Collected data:
______________________________
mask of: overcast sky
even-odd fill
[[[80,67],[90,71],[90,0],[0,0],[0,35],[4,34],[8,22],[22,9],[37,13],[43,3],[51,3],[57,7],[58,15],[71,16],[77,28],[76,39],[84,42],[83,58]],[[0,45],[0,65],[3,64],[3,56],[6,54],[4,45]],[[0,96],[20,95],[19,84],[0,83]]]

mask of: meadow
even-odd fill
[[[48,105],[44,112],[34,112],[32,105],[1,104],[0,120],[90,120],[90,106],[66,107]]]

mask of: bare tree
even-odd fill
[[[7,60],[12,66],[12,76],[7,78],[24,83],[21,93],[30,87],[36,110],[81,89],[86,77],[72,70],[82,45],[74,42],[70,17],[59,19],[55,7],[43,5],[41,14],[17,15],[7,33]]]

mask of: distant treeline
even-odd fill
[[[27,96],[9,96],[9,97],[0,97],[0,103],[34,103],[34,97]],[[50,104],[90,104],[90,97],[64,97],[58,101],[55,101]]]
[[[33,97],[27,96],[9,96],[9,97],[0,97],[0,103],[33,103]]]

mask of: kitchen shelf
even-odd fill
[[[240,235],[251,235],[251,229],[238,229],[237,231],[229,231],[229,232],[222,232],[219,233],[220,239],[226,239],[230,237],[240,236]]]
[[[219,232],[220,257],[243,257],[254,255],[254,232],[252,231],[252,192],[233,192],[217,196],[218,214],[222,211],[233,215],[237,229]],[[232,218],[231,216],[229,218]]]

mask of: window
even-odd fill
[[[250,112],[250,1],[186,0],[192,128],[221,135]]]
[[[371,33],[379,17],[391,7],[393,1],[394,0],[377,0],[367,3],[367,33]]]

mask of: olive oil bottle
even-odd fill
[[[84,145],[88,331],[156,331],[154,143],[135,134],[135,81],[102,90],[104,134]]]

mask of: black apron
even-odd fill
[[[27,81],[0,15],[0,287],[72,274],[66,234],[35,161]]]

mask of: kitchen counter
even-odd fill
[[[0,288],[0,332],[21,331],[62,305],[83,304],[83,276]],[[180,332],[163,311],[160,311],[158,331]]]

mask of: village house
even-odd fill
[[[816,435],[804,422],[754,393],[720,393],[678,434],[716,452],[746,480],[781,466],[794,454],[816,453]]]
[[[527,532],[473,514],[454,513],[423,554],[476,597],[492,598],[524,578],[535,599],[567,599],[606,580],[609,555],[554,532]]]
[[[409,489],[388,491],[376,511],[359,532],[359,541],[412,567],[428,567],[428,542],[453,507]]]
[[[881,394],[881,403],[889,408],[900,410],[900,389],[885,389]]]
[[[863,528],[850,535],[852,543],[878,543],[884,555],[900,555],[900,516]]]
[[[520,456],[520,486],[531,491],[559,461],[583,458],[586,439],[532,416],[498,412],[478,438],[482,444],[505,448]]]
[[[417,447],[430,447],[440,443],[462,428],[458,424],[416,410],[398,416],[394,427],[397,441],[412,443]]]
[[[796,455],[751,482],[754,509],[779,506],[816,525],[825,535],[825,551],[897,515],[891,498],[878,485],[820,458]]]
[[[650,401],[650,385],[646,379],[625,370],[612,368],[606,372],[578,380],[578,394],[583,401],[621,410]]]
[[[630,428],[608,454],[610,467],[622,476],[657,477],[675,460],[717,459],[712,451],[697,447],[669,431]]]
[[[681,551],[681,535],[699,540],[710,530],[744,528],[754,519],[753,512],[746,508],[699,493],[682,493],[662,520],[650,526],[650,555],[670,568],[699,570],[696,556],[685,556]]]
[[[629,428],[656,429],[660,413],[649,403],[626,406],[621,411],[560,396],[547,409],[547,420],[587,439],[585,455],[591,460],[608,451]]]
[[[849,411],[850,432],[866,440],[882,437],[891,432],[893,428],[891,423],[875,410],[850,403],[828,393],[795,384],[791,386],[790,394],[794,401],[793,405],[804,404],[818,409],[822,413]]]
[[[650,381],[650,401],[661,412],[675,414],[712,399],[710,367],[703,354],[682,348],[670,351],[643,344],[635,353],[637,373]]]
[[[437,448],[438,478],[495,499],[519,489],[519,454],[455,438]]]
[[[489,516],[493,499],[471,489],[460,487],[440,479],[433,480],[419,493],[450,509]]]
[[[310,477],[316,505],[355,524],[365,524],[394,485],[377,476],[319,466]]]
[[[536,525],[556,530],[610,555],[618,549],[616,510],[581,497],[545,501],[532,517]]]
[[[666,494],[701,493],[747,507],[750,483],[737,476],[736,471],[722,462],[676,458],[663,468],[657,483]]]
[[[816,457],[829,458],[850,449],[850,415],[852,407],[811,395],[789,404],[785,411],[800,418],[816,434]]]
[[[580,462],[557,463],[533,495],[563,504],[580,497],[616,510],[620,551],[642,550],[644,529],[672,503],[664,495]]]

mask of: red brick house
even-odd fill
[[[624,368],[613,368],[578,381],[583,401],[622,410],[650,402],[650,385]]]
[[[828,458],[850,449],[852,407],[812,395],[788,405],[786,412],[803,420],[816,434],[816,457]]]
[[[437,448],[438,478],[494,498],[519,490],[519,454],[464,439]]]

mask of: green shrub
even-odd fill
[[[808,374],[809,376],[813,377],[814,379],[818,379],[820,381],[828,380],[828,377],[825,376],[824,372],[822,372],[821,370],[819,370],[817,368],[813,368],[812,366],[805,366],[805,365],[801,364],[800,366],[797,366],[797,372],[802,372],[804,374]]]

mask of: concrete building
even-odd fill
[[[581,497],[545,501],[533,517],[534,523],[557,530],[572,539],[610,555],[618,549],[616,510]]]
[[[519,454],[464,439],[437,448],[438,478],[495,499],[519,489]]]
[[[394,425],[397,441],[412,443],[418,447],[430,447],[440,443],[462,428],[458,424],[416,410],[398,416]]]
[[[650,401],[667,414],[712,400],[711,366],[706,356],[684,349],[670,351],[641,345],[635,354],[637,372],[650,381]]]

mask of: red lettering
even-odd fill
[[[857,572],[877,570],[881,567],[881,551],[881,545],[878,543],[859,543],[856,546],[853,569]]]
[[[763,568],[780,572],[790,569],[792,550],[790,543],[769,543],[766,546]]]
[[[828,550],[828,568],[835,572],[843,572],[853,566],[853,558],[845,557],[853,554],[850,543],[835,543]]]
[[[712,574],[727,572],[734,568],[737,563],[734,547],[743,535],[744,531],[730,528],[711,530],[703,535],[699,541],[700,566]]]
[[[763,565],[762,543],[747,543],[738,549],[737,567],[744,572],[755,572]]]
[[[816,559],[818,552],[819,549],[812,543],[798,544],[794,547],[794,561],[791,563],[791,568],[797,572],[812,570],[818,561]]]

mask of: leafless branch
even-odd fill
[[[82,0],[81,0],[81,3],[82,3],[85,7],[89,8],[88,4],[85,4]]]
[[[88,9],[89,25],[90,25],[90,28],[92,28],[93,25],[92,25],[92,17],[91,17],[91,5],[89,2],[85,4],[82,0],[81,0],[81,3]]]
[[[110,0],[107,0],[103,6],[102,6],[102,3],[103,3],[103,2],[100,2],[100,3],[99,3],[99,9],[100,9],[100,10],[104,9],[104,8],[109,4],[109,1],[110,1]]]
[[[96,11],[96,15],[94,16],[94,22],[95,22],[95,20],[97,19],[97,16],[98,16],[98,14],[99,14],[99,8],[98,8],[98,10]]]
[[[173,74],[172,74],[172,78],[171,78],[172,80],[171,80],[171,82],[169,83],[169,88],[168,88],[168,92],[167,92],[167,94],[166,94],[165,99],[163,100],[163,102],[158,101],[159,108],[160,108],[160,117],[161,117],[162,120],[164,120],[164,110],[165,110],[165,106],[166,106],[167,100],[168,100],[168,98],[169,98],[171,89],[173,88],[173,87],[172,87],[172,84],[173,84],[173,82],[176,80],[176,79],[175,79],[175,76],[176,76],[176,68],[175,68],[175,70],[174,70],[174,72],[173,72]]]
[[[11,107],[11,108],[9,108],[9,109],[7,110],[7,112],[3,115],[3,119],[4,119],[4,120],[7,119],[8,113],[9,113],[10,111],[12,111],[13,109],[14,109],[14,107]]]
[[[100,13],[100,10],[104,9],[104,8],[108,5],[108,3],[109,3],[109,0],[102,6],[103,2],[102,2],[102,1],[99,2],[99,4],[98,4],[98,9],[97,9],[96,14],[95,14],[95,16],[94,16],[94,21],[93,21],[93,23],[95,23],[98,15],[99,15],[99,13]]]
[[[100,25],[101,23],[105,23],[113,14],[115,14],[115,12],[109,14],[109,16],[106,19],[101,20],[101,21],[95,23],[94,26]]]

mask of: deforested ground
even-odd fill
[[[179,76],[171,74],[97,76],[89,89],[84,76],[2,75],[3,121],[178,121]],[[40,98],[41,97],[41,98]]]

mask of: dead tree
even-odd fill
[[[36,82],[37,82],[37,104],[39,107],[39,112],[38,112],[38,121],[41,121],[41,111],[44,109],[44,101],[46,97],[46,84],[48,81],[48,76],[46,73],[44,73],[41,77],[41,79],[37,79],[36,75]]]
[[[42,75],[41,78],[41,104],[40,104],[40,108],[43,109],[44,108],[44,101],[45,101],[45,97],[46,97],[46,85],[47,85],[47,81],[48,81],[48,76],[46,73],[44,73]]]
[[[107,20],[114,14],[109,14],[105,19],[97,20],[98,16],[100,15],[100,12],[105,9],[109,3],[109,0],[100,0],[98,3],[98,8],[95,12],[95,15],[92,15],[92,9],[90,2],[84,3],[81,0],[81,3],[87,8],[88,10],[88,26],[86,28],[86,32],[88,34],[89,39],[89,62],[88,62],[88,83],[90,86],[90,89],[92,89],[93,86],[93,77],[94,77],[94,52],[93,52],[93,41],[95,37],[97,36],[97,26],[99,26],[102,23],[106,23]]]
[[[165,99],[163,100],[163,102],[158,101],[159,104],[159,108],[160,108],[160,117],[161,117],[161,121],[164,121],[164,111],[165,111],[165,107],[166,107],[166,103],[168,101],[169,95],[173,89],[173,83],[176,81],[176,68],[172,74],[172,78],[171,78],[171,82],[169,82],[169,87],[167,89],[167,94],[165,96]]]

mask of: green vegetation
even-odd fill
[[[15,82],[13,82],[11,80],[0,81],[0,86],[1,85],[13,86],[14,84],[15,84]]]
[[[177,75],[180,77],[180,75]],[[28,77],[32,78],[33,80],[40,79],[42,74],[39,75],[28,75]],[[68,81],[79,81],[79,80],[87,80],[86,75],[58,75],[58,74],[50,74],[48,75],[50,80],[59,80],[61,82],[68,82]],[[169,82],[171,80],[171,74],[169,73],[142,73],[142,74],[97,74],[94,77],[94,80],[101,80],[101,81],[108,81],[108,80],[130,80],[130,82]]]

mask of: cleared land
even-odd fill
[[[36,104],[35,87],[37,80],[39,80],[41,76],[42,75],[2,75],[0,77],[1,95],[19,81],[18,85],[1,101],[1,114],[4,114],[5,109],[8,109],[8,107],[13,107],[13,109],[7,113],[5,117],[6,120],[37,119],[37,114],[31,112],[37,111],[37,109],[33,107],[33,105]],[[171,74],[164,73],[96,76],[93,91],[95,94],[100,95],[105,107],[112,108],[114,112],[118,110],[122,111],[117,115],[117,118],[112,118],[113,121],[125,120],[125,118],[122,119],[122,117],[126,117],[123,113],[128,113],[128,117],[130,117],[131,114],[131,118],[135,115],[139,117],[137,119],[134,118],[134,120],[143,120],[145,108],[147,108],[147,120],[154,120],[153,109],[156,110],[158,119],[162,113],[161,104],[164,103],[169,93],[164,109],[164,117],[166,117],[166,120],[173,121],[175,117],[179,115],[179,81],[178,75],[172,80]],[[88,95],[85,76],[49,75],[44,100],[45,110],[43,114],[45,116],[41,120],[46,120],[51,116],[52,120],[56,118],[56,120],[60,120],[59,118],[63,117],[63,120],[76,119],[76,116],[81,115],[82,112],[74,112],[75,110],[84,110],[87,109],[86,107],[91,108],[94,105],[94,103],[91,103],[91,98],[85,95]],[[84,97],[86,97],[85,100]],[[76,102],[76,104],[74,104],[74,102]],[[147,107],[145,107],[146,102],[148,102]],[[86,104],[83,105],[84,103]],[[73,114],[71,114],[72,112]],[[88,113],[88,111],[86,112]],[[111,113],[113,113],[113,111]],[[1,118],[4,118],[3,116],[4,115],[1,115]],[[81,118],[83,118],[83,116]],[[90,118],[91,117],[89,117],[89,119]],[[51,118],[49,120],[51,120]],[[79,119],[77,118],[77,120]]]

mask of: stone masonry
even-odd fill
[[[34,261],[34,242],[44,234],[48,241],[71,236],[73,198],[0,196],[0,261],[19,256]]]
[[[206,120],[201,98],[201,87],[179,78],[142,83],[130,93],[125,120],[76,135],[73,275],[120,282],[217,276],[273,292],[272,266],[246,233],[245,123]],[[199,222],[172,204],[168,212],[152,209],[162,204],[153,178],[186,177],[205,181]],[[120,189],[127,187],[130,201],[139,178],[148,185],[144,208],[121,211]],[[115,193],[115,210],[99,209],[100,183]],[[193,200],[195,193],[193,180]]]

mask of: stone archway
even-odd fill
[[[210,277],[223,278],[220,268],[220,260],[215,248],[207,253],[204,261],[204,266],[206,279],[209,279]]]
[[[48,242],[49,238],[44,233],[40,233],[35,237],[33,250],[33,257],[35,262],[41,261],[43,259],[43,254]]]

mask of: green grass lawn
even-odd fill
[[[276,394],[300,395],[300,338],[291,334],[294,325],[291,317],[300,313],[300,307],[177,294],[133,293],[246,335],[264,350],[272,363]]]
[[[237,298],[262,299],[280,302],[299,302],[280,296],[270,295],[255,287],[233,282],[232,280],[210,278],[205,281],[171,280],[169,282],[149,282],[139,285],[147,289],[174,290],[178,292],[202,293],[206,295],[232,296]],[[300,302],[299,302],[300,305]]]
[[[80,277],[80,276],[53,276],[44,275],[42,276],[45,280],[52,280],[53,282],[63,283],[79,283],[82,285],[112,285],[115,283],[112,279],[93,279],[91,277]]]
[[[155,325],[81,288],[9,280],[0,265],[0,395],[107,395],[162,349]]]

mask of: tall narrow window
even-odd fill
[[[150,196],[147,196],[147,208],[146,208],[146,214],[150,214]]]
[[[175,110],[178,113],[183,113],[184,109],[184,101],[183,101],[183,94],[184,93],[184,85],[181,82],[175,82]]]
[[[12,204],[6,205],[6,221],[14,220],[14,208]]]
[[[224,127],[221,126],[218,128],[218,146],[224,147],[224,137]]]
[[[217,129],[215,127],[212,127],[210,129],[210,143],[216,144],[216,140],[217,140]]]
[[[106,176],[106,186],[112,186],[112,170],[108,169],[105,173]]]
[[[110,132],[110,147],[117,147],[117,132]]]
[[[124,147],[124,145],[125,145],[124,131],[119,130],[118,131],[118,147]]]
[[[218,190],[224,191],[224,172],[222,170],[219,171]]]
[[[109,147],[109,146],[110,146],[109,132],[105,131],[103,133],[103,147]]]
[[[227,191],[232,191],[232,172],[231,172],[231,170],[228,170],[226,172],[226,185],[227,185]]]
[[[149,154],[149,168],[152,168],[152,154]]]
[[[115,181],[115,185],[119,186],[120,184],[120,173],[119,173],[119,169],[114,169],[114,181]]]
______________________________
Work item> Look above for the line with "mask of: distant treeline" and the line with "mask of: olive oil bottle", and reproduce exactly those two lines plus every line between, nothing more.

Written response>
mask of: distant treeline
even-odd fill
[[[27,96],[9,96],[9,97],[0,97],[0,103],[34,103],[34,97]],[[50,104],[90,104],[90,97],[64,97],[58,101],[55,101]]]
[[[33,97],[27,96],[9,96],[9,97],[0,97],[0,103],[33,103]]]

mask of: kitchen shelf
even-odd fill
[[[240,235],[251,235],[251,229],[238,229],[237,231],[229,231],[229,232],[222,232],[219,233],[220,239],[226,239],[230,237],[240,236]]]
[[[219,232],[220,257],[243,257],[254,255],[254,232],[252,231],[252,192],[233,192],[217,196],[218,214],[222,211],[233,215],[237,229]],[[232,218],[231,216],[229,218]]]

mask of: window
even-odd fill
[[[250,112],[250,1],[186,0],[192,128],[221,135]]]
[[[371,33],[379,17],[391,7],[393,1],[394,0],[377,0],[367,3],[367,33]]]

mask of: olive oil bottle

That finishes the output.